◆ YOUR OBJECTIVE
The entries below should be quoted exactly, with no pictures carried over.

◆ RECORD EXTRACTS
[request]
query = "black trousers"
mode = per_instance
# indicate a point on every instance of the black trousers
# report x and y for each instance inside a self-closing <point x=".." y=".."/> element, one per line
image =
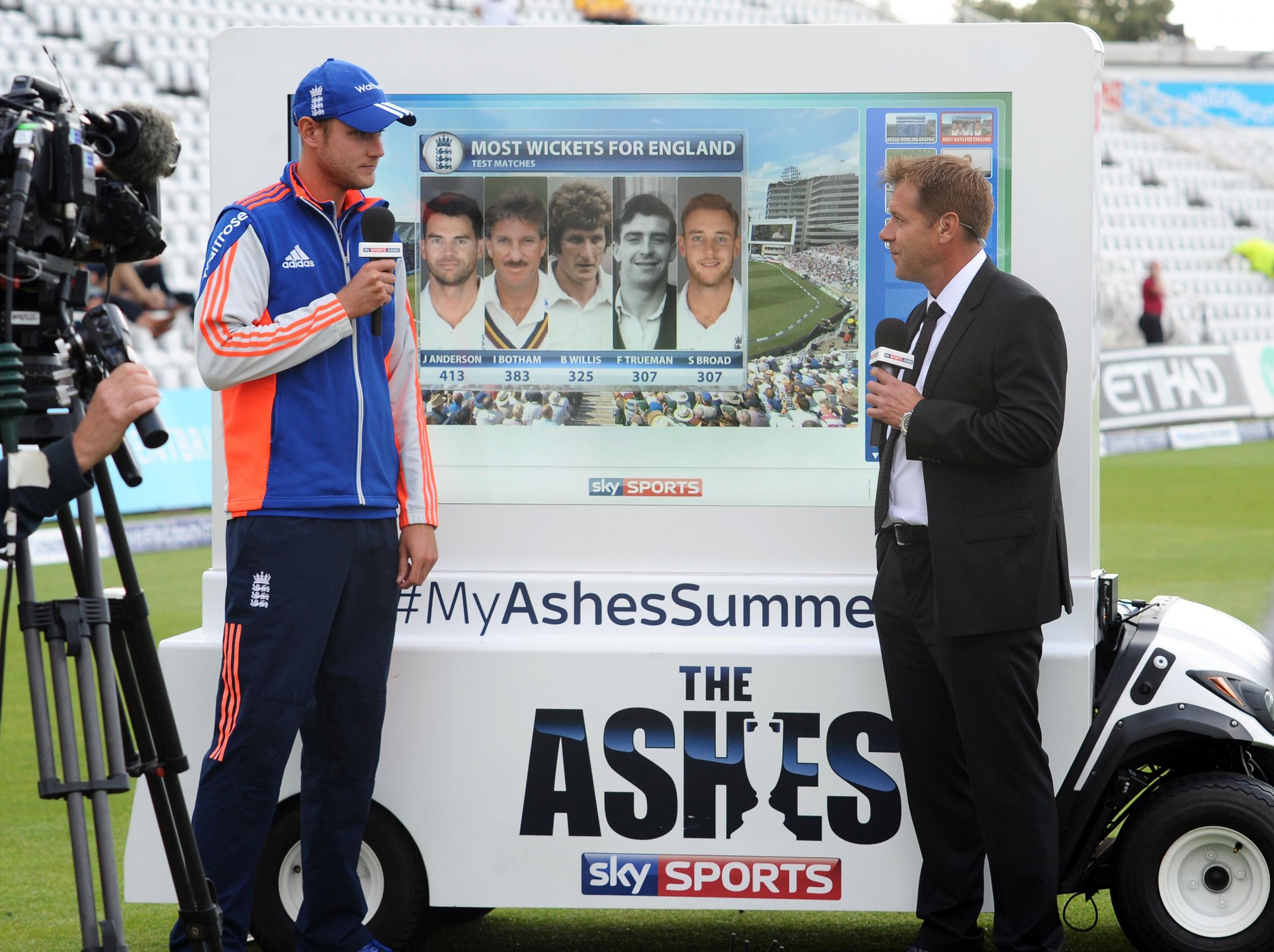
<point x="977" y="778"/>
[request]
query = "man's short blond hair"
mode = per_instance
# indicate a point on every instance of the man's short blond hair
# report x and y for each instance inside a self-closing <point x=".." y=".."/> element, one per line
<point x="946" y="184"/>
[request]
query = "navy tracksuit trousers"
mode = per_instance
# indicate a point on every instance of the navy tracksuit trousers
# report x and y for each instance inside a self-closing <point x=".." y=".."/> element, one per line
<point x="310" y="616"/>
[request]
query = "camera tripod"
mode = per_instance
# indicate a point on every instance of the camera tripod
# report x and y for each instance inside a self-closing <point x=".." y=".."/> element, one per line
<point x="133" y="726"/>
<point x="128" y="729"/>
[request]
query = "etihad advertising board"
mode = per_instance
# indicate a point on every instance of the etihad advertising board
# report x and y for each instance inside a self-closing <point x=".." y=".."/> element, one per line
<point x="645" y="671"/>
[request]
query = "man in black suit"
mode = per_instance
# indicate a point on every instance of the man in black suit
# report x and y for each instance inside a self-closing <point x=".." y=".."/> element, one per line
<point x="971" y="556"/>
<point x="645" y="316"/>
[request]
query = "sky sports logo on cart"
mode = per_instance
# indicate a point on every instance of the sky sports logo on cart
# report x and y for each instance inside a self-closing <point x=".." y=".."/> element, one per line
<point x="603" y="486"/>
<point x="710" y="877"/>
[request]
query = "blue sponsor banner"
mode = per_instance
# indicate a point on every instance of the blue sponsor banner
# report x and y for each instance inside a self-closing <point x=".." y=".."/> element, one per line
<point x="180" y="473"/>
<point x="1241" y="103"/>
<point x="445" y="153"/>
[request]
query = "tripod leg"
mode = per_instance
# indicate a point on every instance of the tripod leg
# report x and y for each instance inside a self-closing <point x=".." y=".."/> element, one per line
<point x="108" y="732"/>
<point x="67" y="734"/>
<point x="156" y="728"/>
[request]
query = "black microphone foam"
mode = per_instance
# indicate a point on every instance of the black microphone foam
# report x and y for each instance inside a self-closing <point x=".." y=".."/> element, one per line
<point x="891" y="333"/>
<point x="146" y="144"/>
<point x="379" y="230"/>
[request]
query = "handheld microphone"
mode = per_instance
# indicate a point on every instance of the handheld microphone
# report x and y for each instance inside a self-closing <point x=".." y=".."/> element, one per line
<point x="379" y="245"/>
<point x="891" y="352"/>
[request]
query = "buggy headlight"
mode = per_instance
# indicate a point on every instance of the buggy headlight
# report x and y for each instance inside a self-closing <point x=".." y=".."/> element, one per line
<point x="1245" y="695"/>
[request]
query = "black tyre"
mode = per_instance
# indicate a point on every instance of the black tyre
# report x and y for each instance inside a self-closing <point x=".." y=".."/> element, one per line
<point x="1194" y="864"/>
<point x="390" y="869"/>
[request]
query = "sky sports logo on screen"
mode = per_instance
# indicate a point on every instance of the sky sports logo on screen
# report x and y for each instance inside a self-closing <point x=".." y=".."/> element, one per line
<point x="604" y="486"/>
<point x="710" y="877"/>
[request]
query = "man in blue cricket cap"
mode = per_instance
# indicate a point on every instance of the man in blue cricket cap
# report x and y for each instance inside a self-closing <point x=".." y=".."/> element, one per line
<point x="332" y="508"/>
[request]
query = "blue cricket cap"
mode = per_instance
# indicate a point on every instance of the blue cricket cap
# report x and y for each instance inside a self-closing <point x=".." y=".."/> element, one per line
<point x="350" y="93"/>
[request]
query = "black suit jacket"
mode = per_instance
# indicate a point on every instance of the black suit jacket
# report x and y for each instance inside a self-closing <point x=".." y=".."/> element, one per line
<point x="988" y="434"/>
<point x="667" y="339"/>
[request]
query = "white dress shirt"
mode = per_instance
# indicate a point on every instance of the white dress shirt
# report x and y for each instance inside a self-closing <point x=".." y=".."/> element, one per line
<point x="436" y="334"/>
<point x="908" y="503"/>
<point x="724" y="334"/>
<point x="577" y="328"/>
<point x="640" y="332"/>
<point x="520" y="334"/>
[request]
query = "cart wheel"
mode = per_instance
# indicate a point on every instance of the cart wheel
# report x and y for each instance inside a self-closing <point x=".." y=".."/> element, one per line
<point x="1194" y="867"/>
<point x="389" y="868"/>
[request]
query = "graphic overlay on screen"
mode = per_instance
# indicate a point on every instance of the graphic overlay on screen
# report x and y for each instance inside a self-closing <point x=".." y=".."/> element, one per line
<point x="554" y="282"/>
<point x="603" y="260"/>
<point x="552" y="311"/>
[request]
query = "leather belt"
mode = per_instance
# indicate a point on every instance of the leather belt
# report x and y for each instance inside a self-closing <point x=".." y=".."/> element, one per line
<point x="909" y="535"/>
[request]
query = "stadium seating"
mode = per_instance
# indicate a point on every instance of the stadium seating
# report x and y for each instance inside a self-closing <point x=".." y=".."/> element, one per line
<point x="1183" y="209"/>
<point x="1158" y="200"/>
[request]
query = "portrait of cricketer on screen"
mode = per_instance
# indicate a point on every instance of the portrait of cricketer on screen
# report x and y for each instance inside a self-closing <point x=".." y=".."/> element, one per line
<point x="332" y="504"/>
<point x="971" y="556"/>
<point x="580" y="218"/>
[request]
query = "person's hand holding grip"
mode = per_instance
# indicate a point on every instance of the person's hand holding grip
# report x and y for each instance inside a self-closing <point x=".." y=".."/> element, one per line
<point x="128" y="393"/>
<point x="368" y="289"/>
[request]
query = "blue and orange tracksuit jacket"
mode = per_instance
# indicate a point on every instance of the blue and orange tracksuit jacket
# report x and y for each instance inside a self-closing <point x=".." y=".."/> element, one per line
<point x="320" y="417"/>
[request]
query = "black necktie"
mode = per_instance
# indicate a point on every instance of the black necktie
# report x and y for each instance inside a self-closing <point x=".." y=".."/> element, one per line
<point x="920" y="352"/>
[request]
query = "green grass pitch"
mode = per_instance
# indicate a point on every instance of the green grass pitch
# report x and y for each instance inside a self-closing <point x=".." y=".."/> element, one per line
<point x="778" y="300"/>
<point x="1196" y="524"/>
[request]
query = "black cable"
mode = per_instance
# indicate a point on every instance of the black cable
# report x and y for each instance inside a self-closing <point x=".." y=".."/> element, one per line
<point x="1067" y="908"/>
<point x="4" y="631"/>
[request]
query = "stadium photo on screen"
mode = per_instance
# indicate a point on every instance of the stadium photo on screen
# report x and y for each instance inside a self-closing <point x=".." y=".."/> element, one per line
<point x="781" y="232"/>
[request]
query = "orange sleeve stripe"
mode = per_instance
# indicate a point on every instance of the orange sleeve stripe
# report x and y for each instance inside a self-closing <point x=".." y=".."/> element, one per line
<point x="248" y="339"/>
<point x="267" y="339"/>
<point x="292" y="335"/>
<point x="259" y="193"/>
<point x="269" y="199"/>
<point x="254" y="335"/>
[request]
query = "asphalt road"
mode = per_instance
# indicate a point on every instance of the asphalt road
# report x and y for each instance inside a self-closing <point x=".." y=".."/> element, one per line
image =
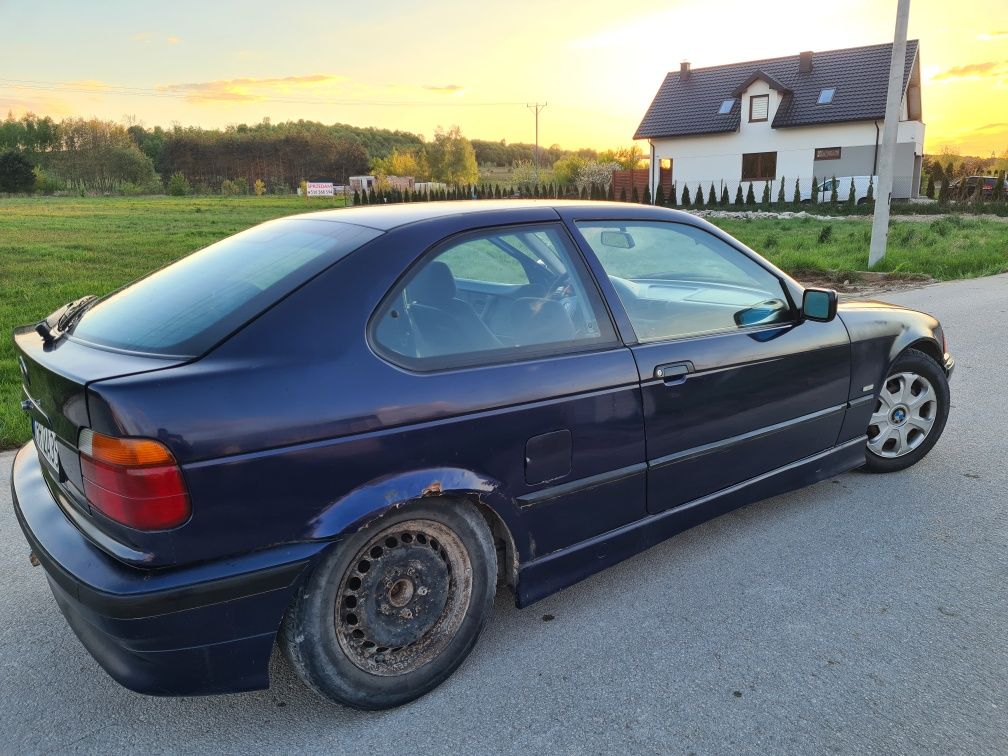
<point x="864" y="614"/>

◆ EXPECTED ANSWER
[request]
query = "black trousers"
mode = per_instance
# indicate a point on every instance of the black trousers
# report x and y for each instance inside a self-closing <point x=".." y=".."/> element, one per line
image =
<point x="977" y="778"/>
[request]
query = "man's short blond hair"
mode = per_instance
# indicate a point on every instance of the man's short blond hair
# report x and y for each instance inside a self-closing <point x=".." y=".."/> element, one per line
<point x="946" y="184"/>
[request]
query = "navy tracksuit trousers"
mode = per_instance
# indicate a point on every instance of the navy tracksuit trousers
# report x and y for each instance inside a self-closing <point x=".." y=".."/> element, one per line
<point x="310" y="616"/>
[request]
query = "camera tripod"
mode = per_instance
# indicate a point on every instance of the camera tripod
# report x and y for each instance inside a self-closing <point x=".." y=".."/> element, one per line
<point x="133" y="726"/>
<point x="128" y="729"/>
[request]
query = "etihad advertising board"
mode = per_instance
# indicate a point on every instance of the etihad advertising board
# report x and y for each instance inside a self-closing <point x=".." y=".."/> element, one per line
<point x="645" y="671"/>
[request]
query = "man in black suit"
mode = per_instance
# indicate a point on every instance of the man in black suit
# report x and y for each instance inside a self-closing <point x=".." y=".."/> element, one per line
<point x="971" y="556"/>
<point x="645" y="316"/>
[request]
query = "sky sports logo on cart"
mode = per_instance
# indicate a point on every instance of the sky sports logo on cart
# report x and y for each instance inside a self-closing <point x=".." y=".."/> element, one per line
<point x="603" y="486"/>
<point x="710" y="877"/>
[request]
query = "blue sponsor banner"
mode = per_instance
# indicate a point on every instance of the blue sponsor banner
# report x and y for each instance inside a self-closing <point x=".." y=".."/> element, one per line
<point x="180" y="473"/>
<point x="1241" y="103"/>
<point x="445" y="153"/>
[request]
query = "tripod leg"
mode = per_instance
# indicate a point on every instance of the tripod leg
# report x and y for each instance inside a self-closing <point x=".." y=".."/> element, one per line
<point x="108" y="732"/>
<point x="67" y="734"/>
<point x="156" y="728"/>
[request]
query = "black microphone foam"
mode = per_instance
# indicate a point on every instance of the black microphone foam
# report x and y for each instance inside a self-closing <point x=".." y=".."/> element, one per line
<point x="891" y="333"/>
<point x="146" y="144"/>
<point x="379" y="230"/>
[request]
query = "handheld microphone"
mode = per_instance
# indicate a point on every instance of the handheld microphone
# report x and y for each instance inside a self-closing <point x=".." y=".."/> element, one per line
<point x="379" y="245"/>
<point x="891" y="352"/>
[request]
query = "buggy headlight"
mode = per_instance
# indicate a point on every instance of the buggy headlight
# report x and y for each instance inside a self-closing <point x=".." y=".."/> element, one per line
<point x="1245" y="695"/>
[request]
query = "black tyre"
mode = per_instance
# indicate a point on every instance of the black tyre
# report x and y for each instance inside a self-closing <point x=".." y=".."/> element, one per line
<point x="1194" y="864"/>
<point x="390" y="869"/>
[request]
query = "sky sports logo on screen"
mode = per_instance
# indicate a point on every instance of the sky sports logo on screen
# report x and y for each instance inside a self-closing <point x=".." y=".."/> element, one per line
<point x="604" y="486"/>
<point x="710" y="877"/>
[request]
query = "man in blue cricket cap"
mode = per_instance
# indicate a point on every instance of the man in blue cricket cap
# report x and y for each instance inside a self-closing <point x=".." y=".."/> element, one per line
<point x="332" y="508"/>
[request]
query = "blue cricket cap"
mode = per_instance
# indicate a point on every instance of the blue cricket cap
# report x and y for each instance inside a self-closing <point x=".." y=".."/> element, one per line
<point x="350" y="93"/>
[request]
query = "black suit jacket"
mode = per_instance
# indicate a point on every instance of the black suit jacket
# report x and y for each instance inside a self-closing <point x=".." y=".."/> element, one per line
<point x="988" y="434"/>
<point x="667" y="339"/>
[request]
query = "white dress shirt"
mode = per_instance
# indicate a point on every instance of the white dress shirt
# report x and y for each instance inside a self-closing <point x=".." y=".."/> element, one per line
<point x="436" y="334"/>
<point x="908" y="503"/>
<point x="724" y="334"/>
<point x="577" y="328"/>
<point x="640" y="332"/>
<point x="520" y="334"/>
[request]
query = "cart wheel"
mode = per_instance
# indicate a point on every instance of the cart wheel
# report x and y for each instance inside a self-closing <point x=".." y=".."/> element, one per line
<point x="1194" y="867"/>
<point x="389" y="868"/>
[request]
query = "graphic overlay on screen"
mode = per_instance
# indicate a point on every instance of the graphic overlay on screen
# report x and y for each instance inside a self-closing <point x=".." y=".."/> element, one per line
<point x="554" y="282"/>
<point x="603" y="260"/>
<point x="552" y="311"/>
[request]
query = "leather belt"
mode = per_instance
# indicate a point on every instance of the leather belt
# report x and y for each instance inside a self-closing <point x=".." y=".."/> element, one per line
<point x="909" y="535"/>
[request]
query = "stadium seating"
mode = per_instance
# indicate a point on every instance of the stadium seating
# report x and y for each instance inside a self-closing <point x=".." y=".."/> element, one per line
<point x="1183" y="209"/>
<point x="1158" y="200"/>
[request]
query = "portrait of cricketer on screen"
mode = per_instance
# indicate a point on every instance of the portrait of cricketer on screen
# report x and y for each instance inside a self-closing <point x=".." y=".."/> element, one per line
<point x="332" y="504"/>
<point x="971" y="556"/>
<point x="580" y="218"/>
[request]
query = "person's hand holding grip"
mode = per_instance
# indicate a point on every instance of the person's hand holding grip
# report x and y for each instance inside a self-closing <point x=".." y=".."/> element, one per line
<point x="128" y="393"/>
<point x="368" y="289"/>
[request]
query = "blue and orange tracksuit jacket"
mode = per_instance
# indicate a point on every instance of the blue and orange tracksuit jacket
# report x and y for each instance inside a self-closing <point x=".." y=".."/> element, one per line
<point x="320" y="417"/>
[request]
query = "black necktie"
mode = per_instance
# indicate a point on every instance of the black necktie
# report x and y for each instance inside a self-closing <point x=".." y=".."/> element, one per line
<point x="920" y="352"/>
[request]
query = "green grass pitch"
mode = per_instance
# indicate a point on every instance of the green grass pitch
# report x and y for each instance inside a self-closing <point x=".." y=".."/> element, one per line
<point x="778" y="300"/>
<point x="1196" y="524"/>
[request]
query = "black cable"
mode = per_instance
# indicate a point on every instance of the black cable
# report x and y for each instance inside a self-closing <point x=".." y=".."/> element, one per line
<point x="1067" y="908"/>
<point x="4" y="631"/>
[request]
query = "stadium photo on screen"
mode = per_instance
# indicate a point on every instance of the stadium photo on screen
# report x and y for each instance inside a self-closing <point x=".." y=".."/> element, one per line
<point x="781" y="232"/>
[request]
query = "orange sleeve stripe"
mode = per_instance
# indicate a point on every instance of the orange sleeve stripe
# report x and y for each instance inside a self-closing <point x=".." y=".."/> element, one per line
<point x="248" y="339"/>
<point x="267" y="339"/>
<point x="292" y="335"/>
<point x="259" y="193"/>
<point x="269" y="199"/>
<point x="254" y="335"/>
[request]
query = "asphalt road"
mode = per_instance
# indicate a point on every instance of the asphalt road
# report x and y for each instance inside a self-closing <point x=".." y=".."/> element, one per line
image =
<point x="864" y="614"/>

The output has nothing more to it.